* **Selected passage**
== Segment start ==

Tekst (smal)

A Bitter Return

Interview with George Sluizer about his controversial new doc Homeland

After 25 years making feature films, George Sluizer returns to documentary with Homeland, a personal, angry and unapologetically provocative exploration of the Middle East conflict in which he revisits Palestinian refugee families in Beirut he has filmed since 1974. The film’s climax is a showdown with controversial Israeli former leader Ariel Sharon, who has been in a coma following a stroke in 2006. Melanie Goodfellow talks to the director.

At the beginning of this swansong Sluizer recounts how his Jewish grandparents fled continental Europe in 1942 only to die in a Japanese camp. Towards the end of the film, the filmmaker says the world would have been a better place if Sharon had perished in Auschwitz.

“It is a project I have had in mind for some time but after I fell ill I decided I had to do it,” says the 78-year-old director, who suffered an aneurism on Christmas Day 2007. “I did not know whether I was to live for two weeks, two months or two years. I was in bed for a year-and-a-half but once I was well enough I just went... This is a film about what I feel and what I think.”

Shooting for six weeks from March 2010, Sluizer toured the Middle East, reuniting with surviving members of the Hammad and Jadda families he first caught on camera some 30 years ago within a trilogy of films entitled Land of the Fathers (1974-75) A Reason To Go (1977) and Adios Beirut (1982). “These friends were the starting point but the film is about, you could say, the mistreatment of the Palestinian population on one hand, as commented by the Israeli government on the other,” says Sluizer, referring to a series of comments from Israeli politicians and officials who appear in the film.

During the trip, he bears witness to the worsening plight of the Palestinian people, filming house demolitions and settler requisitions in East Jerusalem as well as brutality at the checkpoints and water shortages in the West Bank. This material is cut with footage from the trilogy as well as Sluizer’s own very personal commentary. “I cannot run anymore but I was there for every shot, in every place,” says Sluizer, who walks with the aid of two walking sticks and sometimes has to resort to a wheelchair in the film.

“It was very tough, physically and mentally, because it takes more energy when you can hardly walk and you have a lot of dysfunctional body parts. But it was worth it.”

The original trilogy was born out of Sluizer’s desire to tell the Palestinian story at a time when, he felt, the world’s media was strongly biased towards Israel. “I decided to do something for the Palestinians, so they would have at least one camera trained on them, at least one ear listening,” explains the director. “I focused on two families where the children spoke some English, which made it easier, and where I felt there was some intelligence and sensitivity.”

== Segment end ==

(Referring expression data)
== Segment start ==

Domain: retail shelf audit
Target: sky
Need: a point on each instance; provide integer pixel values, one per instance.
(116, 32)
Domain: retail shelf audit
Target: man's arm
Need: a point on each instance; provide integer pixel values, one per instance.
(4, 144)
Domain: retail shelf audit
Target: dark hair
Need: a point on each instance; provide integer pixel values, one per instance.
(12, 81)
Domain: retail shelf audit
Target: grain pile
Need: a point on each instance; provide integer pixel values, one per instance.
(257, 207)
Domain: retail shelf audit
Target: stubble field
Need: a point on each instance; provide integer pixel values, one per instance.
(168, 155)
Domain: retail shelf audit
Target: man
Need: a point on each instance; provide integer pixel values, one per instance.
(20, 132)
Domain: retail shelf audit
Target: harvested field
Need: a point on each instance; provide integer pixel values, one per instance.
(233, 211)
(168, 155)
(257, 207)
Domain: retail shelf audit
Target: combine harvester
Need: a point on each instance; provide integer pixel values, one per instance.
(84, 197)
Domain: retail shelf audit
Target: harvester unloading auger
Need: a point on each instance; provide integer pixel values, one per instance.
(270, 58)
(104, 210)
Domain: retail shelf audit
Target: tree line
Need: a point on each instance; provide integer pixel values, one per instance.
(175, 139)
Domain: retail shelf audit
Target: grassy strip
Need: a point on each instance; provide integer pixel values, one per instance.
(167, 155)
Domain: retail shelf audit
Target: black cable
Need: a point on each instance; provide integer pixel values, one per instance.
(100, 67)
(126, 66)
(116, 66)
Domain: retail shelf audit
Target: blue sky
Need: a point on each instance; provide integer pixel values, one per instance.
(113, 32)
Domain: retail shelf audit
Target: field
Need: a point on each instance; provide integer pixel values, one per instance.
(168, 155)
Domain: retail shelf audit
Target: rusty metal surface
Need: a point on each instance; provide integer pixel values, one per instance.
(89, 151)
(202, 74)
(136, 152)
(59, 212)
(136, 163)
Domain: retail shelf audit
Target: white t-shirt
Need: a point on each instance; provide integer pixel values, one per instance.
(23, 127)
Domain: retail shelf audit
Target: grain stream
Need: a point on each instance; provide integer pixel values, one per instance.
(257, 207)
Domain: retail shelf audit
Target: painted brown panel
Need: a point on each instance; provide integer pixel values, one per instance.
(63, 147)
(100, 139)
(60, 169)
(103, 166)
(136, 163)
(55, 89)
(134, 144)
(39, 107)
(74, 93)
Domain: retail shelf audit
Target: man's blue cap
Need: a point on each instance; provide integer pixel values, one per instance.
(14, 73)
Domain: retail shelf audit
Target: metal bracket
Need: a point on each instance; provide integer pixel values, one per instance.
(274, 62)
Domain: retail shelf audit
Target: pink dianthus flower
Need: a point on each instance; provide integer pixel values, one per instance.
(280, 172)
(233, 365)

== Segment end ==

* **Aim of the exercise**
Transcribe the interview about Homeland from "After 25 years" up to and including "perished in Auschwitz.". Rely only on the text about George Sluizer's documentary Homeland.

* **Response box**
After 25 years making feature films, George Sluizer returns to documentary with Homeland, a personal, angry and unapologetically provocative exploration of the Middle East conflict in which he revisits Palestinian refugee families in Beirut he has filmed since 1974. The film’s climax is a showdown with controversial Israeli former leader Ariel Sharon, who has been in a coma following a stroke in 2006. Melanie Goodfellow talks to the director.

At the beginning of this swansong Sluizer recounts how his Jewish grandparents fled continental Europe in 1942 only to die in a Japanese camp. Towards the end of the film, the filmmaker says the world would have been a better place if Sharon had perished in Auschwitz.